## To do
**A.** In the text on tropical forest classification below, rewrite the paragraph beginning "Previous classification systems often found" more briefly, keeping its main facts.
**B.** Carry on the text about the classification of tropical forests from where it stops.

## Text
Forests, be it the Amazonian rainforests or the montane forests of the Western Ghats closer home, are astoundingly complex biological systems. For years, enthralled by this complexity, researchers have tried to understand the distribution of the world’s forests with the geography—a field of study called phytogeography. Till date, they have identified six floristic realms—geographical areas with a uniform composition of plant species—across the world, namely Afrotropical, Antarctic, Boreal, Holarctic, Neotropical and Paleotropical realms.
The advent of phylogenetics, or the study of evolutionary relationships among biological entities using genetic data, has aided in establishing new, evolutionary connections among several plant and animal species across the world. In a recent study, published in the Proceedings of the National Academy of Sciences (PNAS) of the United States of America, an international team of researchers have phylogenetically classified the world’s tropical forests into five principal floristic regions—Indo-Pacific, Subtropical, African, American and dry forests that include the famed forests of Andes ranges and Brazilian Cerrado.
“This study is different in the fact that for the first time a global classification of forests based on inventory data using phylogenetic (evolutionary) similarity between tree communities is produced", remarks Dr Ferry Slik, an Associate Professor at the Universiti Brunei Darussalam, Brunei Darussalam, and an author of the study. "The findings highlight historical similarity better than previous analyses that were based on just similarity in species, genus or family", he adds, talking about the novelty of this approach.
Previous classification systems often found the three main tropical continents—America, Africa and Asia—as separate biomes. America stood separated from Africa and Asia, and often there were distinctions between the classical 'New-world' and 'Old-world' tropics. "Our study links most African forests with American forests, while some are linked to Asian forests, i.e. the split runs through Africa”, explains Dr Slik.
The phylogenetic tree, proposed in the current study, included all flowering plants dating back to 140 million years. It was found that the plants from the Late Cretaceous period, as old as 100-66 million years, dominated the present-day tropical forests. The pattern of distribution is further explained by the breakup of an ancient supercontinent, Gondwanaland. The breakup of Gondwanaland into present-day Africa, South America, Australia, Antarctica, the Indian subcontinent and the Arabian Peninsula, explains the connection between South American and African forests.

## Provided information

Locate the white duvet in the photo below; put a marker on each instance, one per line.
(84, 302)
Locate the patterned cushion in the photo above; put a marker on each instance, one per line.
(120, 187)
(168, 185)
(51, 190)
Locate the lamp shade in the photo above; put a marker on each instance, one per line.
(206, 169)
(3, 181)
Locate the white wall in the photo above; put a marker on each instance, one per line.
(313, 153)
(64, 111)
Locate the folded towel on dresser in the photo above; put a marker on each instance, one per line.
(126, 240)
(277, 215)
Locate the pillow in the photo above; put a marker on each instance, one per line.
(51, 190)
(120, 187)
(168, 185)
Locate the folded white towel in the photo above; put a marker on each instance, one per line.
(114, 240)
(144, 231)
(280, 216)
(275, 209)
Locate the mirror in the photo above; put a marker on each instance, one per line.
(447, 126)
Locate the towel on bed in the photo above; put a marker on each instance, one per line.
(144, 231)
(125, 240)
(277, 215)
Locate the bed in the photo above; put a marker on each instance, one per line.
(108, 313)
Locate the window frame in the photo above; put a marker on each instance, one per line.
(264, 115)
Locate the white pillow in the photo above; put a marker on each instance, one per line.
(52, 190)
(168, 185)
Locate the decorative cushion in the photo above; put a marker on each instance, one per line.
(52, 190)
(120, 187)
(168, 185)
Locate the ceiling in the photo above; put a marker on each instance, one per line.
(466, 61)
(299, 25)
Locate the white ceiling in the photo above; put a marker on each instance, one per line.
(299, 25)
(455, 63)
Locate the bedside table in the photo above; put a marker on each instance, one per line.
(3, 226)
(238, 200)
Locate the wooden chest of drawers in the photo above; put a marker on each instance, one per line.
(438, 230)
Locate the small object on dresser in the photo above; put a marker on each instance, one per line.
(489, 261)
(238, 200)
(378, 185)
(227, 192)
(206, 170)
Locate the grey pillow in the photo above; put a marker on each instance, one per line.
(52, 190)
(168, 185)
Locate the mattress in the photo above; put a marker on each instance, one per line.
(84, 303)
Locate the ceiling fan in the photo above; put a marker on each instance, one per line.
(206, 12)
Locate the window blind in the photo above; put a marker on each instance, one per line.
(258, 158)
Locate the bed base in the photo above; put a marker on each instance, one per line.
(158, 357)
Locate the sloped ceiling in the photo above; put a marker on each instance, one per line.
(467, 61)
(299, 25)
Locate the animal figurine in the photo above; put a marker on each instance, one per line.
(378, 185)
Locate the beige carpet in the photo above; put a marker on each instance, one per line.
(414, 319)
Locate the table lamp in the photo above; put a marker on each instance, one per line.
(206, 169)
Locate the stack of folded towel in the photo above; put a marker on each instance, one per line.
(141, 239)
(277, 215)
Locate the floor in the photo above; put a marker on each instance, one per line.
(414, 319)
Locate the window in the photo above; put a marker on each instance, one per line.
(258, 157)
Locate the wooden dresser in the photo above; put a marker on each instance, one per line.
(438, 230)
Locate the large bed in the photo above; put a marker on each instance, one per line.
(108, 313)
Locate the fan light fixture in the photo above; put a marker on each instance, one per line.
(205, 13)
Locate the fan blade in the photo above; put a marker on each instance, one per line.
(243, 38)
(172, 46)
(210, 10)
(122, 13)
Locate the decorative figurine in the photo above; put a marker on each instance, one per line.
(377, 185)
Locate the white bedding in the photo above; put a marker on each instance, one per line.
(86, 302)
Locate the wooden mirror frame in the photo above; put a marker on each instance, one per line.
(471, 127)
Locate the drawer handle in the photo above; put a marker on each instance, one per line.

## Numbered answers
**A.** Earlier classification systems often treated the three main tropical continents, America, Africa and Asia, as separate biomes. America stood apart from Africa and Asia, and the "New-world" and "Old-world" tropics were often distinguished. According to Dr Slik, the new study links most African forests with American forests and some with Asian forests, so the split runs through Africa.

**B.**
“The phylogenetic analysis just calculates the evolutionary distance in years since the last common ancestor between pairs of species in each tree inventory, gathering accurate information on the health and diversity of a forest. Based on that, you can calculate an average similarity between inventories, with more closer inventories having more species in common that split apart more recently”, elucidates Dr Slik.
In the 1970s, two famous botanists, Peter Raven and Daniel Isaac Axelrod, had proposed a link between Africa and America based on plant fossils. The current study provides evidence for the same, thereby confirming the relationship. Also, the study found indications for the existence of a global dry forest region with representative forests in America, Africa, India and Madagascar that are characterised by a deficit of rain and contain deciduous species. A northern hemisphere subtropical forest region was identified within representative field sites from Asia and America providing evidence for their forest linkages.
“There are still many things to discover about tropical forests”, says Dr Slik, adding that there are only a handful of studies that have compared global patterns in forests.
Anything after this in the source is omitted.